Peter Onyango Nyabongo v Citadelle Security Limited [2015] KEELRC 1299 (KLR)
Full Case Text
REPUBLIC OF KENYA
IN THE EMPLOYMENT AND LABOUR RELATIONS COURT AT NAKURU
CAUSE NO. 249 OF 2014
PETER ONYANGO NYABONGO CLAIMANT
V
CITADELLE SECURITY LIMITED RESPONDENT
JUDGMENT
Peter Onyango Nyabongo (Claimant) was dismissed from his employment as a guard with Citadelle Security Ltd (Respondent) through a letter dated 21 February 2013.
The Claimant was aggrieved and on 26 June 2014, he filed a Memorandum of Claim in Court stating the issue in dispute as unfair terminationand seeking wages for day worked up to dismissal, one month pay in lieu of notice, pro rata leave, service gratuity, compensation for unfair termination, refund of National Social Security Fund deductions, refund of uniform deposit and overtime.
The Respondent filed a Response on 14 August 2014 and on 2 October 2014, the Claimant filed a Reply to Response.
The Cause was heard on 2 February 2015, and the Respondent filed its submissions on 11 March 2015 (the Claimant filed his submissions on 16 March 2015, and sent a letter through the Deputy Registrar attempting to explain the late filing).
After considering the pleadings, documents produced, testimonies by witnesses and the submissions, the Court has identified the issues for determination as, whether the Claimant was employed by the Respondent and from when, whether the dismissal of the Claimant was unfair and appropriate remedies.
Whether Claimant was employed by Respondent and from when
The Respondent in its pleadings denied that the Claimant was its employee.
The Claimant had contended that he had been employed by the Respondent as a security guard in August 2010.
The Respondent’s Operations Manager admitted during testimony that the Claimant was an employee of the Respondent at its Nakuru branch but asserted that the relationship commenced in September 2010.
The Respondent had also issued a to whom it may concern letter to the Claimant indicating that he was its employee.
Under section 10 of the Employment Act, 2007, the employer should issue to an employee a written contract with certain prescribed particulars including the date of commencement of employment.
The Respondent did not comply with the law in this regard. Considering the failure, the Court accepts the Claimant’s contention that he was employed with effect from August 2010 as a guard.

*DATA SHOWN:*
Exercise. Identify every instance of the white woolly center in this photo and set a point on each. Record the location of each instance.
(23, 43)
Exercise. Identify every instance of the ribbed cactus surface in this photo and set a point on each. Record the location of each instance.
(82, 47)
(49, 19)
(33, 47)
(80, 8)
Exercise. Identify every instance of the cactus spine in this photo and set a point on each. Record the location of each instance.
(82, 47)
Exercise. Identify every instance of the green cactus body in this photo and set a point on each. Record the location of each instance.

*SET OF TASKS:*
A) Answer these from the Nyabongo judgment, one line each:
(i) On what date did the Respondent file its Response?
(ii) In what month and year did the Respondent's Operations Manager say the employment relationship began?
(iii) Which section of the Employment Act, 2007 requires an employer to issue a written contract?
B) Carry the Nyabongo judgment forward from its last sentence.

*RESPONSE LIST:*
A)
(i) 14 August 2014
(ii) September 2010
(iii) Section 10

B)
The Court wishes to observe that parties should not just plead and or deny facts for the sake of it. Such practice will only increase the time used to hear cases and costs.
Whether dismissal was unfair
Procedural fairness
A hearing should precede a decision to terminate the contract of employment. That is the import of section 41 of the Employment Act, 2007.
The Claimant was dismissed through a letter dated 21 February 2013. His case is that he was not accorded a fair hearing.
In examination in chief, he stated that on 28 February 2013, he was on duty at Erek Plaza when a Manager called Chesebe who was accompanied by an instructor Ochola and a Mbugua came calling.
The 3 gentlemen went to an adjacent office and after sometime called him and gave him a letter dated 21 February 2013 to sign. It was a dismissal letter.
The Claimant stated that he was not given any show cause letter or notice prior to dismissal.
For the Respondent, who has the statutory duty to show it complied with the procedural fairness requirements of section 41 of the Employment Act, 2007, the Operations Manager stated that the Claimant had many complaints against him and that he (witness) raised the concerns with him on the phone.
He also stated that he travelled to Nakuru around November/December 2012 and he had discussions with the Claimant after which the Claimant was summoned to Respondent’s office in Nairobi and he met with the General Manager and Training Officer.
The Claimant was asked to give a written explanation on issues raised but declined.
The Claimant was again summoned to appear before the Respondent’s Administrator after some guardettes started complaining but he failed to turn up and was ultimately dismissed.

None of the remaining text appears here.